WHAT THE TASK REQUIRES:
Write out every line of the entries below as a JSON list of strings, one string per line, with blank lines and the pictures left out.

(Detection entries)

* BEGIN *

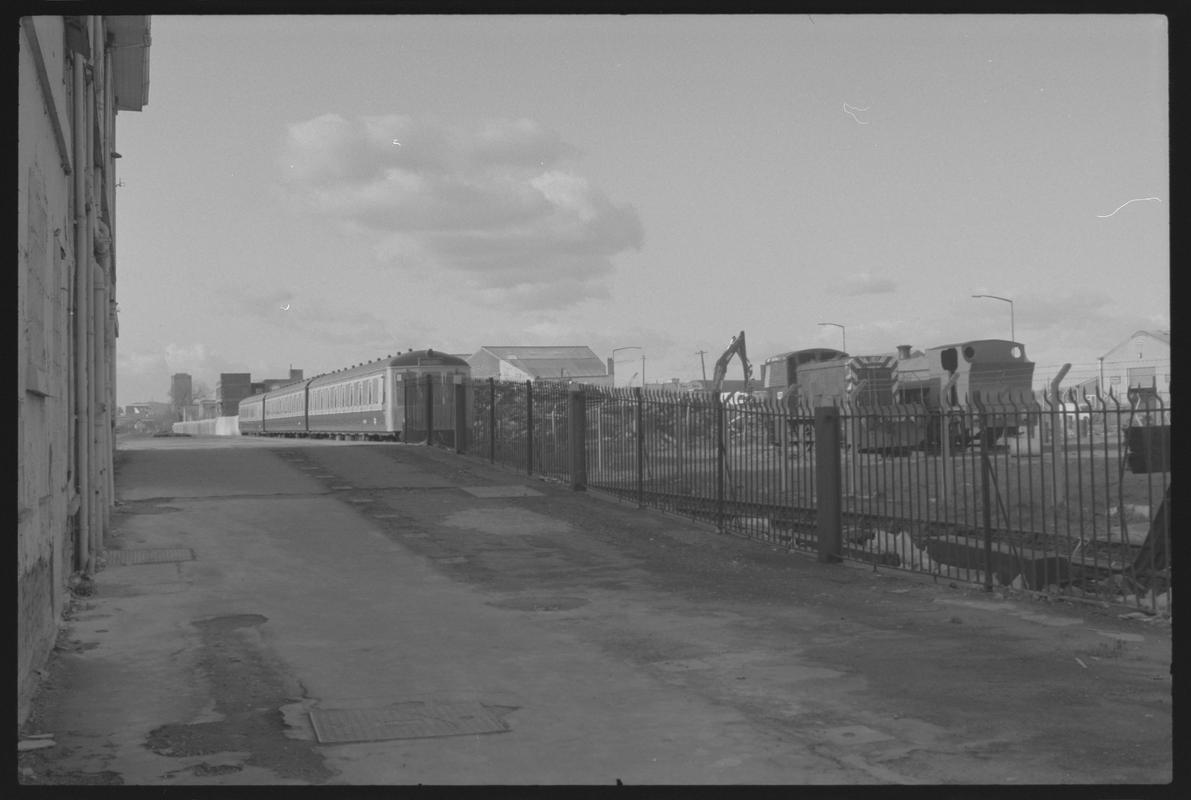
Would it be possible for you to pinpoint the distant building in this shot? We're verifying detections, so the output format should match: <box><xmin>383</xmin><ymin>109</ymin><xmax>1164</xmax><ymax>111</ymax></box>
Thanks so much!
<box><xmin>252</xmin><ymin>369</ymin><xmax>303</xmax><ymax>394</ymax></box>
<box><xmin>216</xmin><ymin>373</ymin><xmax>252</xmax><ymax>417</ymax></box>
<box><xmin>169</xmin><ymin>373</ymin><xmax>193</xmax><ymax>414</ymax></box>
<box><xmin>467</xmin><ymin>345</ymin><xmax>612</xmax><ymax>386</ymax></box>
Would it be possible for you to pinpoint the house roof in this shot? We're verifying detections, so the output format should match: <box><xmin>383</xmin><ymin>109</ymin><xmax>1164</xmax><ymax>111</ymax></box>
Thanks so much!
<box><xmin>1100</xmin><ymin>331</ymin><xmax>1171</xmax><ymax>358</ymax></box>
<box><xmin>471</xmin><ymin>345</ymin><xmax>607</xmax><ymax>379</ymax></box>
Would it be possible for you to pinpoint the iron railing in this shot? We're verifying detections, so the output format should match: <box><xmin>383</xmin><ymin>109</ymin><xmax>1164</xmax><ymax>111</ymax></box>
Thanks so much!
<box><xmin>454</xmin><ymin>380</ymin><xmax>1172</xmax><ymax>613</ymax></box>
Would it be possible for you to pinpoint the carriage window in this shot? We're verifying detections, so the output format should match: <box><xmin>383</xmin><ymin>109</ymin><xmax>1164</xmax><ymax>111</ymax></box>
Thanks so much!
<box><xmin>939</xmin><ymin>348</ymin><xmax>960</xmax><ymax>373</ymax></box>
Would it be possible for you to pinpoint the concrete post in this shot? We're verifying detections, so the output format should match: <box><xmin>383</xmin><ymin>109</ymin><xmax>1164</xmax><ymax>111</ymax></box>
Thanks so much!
<box><xmin>525</xmin><ymin>381</ymin><xmax>534</xmax><ymax>475</ymax></box>
<box><xmin>455</xmin><ymin>375</ymin><xmax>469</xmax><ymax>452</ymax></box>
<box><xmin>70</xmin><ymin>52</ymin><xmax>92</xmax><ymax>573</ymax></box>
<box><xmin>423</xmin><ymin>373</ymin><xmax>435</xmax><ymax>444</ymax></box>
<box><xmin>815</xmin><ymin>406</ymin><xmax>843</xmax><ymax>564</ymax></box>
<box><xmin>567</xmin><ymin>385</ymin><xmax>587</xmax><ymax>492</ymax></box>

* END *

SOLUTION TO THIS PROBLEM:
[
  "Would it be possible for you to pinpoint the distant building in this shot? We're verifying detections, so the output format should match: <box><xmin>383</xmin><ymin>109</ymin><xmax>1164</xmax><ymax>111</ymax></box>",
  "Thanks so much!",
  "<box><xmin>252</xmin><ymin>369</ymin><xmax>303</xmax><ymax>394</ymax></box>",
  "<box><xmin>216</xmin><ymin>373</ymin><xmax>252</xmax><ymax>417</ymax></box>",
  "<box><xmin>169</xmin><ymin>373</ymin><xmax>193</xmax><ymax>414</ymax></box>",
  "<box><xmin>467</xmin><ymin>345</ymin><xmax>612</xmax><ymax>386</ymax></box>",
  "Would it be possible for you to pinpoint the house roof in this shot? We're verifying detections, so the output format should match: <box><xmin>383</xmin><ymin>109</ymin><xmax>1164</xmax><ymax>111</ymax></box>",
  "Thanks so much!",
  "<box><xmin>1100</xmin><ymin>331</ymin><xmax>1171</xmax><ymax>358</ymax></box>",
  "<box><xmin>471</xmin><ymin>345</ymin><xmax>607</xmax><ymax>379</ymax></box>",
  "Would it be possible for you to pinpoint the iron railing in this shot? We're verifying detections, so the output format should match: <box><xmin>383</xmin><ymin>109</ymin><xmax>1164</xmax><ymax>111</ymax></box>",
  "Thanks so much!",
  "<box><xmin>454</xmin><ymin>380</ymin><xmax>1172</xmax><ymax>613</ymax></box>",
  "Would it be possible for you to pinpoint the carriage window in this shot? We're verifying detections, so the output format should match: <box><xmin>383</xmin><ymin>109</ymin><xmax>1164</xmax><ymax>111</ymax></box>",
  "Thanks so much!",
  "<box><xmin>939</xmin><ymin>348</ymin><xmax>960</xmax><ymax>373</ymax></box>",
  "Would it be possible for you to pinpoint the concrete post in this shot? We're verifying detections, so the output format should match: <box><xmin>383</xmin><ymin>109</ymin><xmax>1164</xmax><ymax>111</ymax></box>",
  "Thanks so much!",
  "<box><xmin>525</xmin><ymin>381</ymin><xmax>534</xmax><ymax>475</ymax></box>",
  "<box><xmin>455</xmin><ymin>375</ymin><xmax>469</xmax><ymax>452</ymax></box>",
  "<box><xmin>70</xmin><ymin>52</ymin><xmax>92</xmax><ymax>573</ymax></box>",
  "<box><xmin>423</xmin><ymin>373</ymin><xmax>435</xmax><ymax>444</ymax></box>",
  "<box><xmin>815</xmin><ymin>406</ymin><xmax>843</xmax><ymax>564</ymax></box>",
  "<box><xmin>567</xmin><ymin>385</ymin><xmax>587</xmax><ymax>492</ymax></box>"
]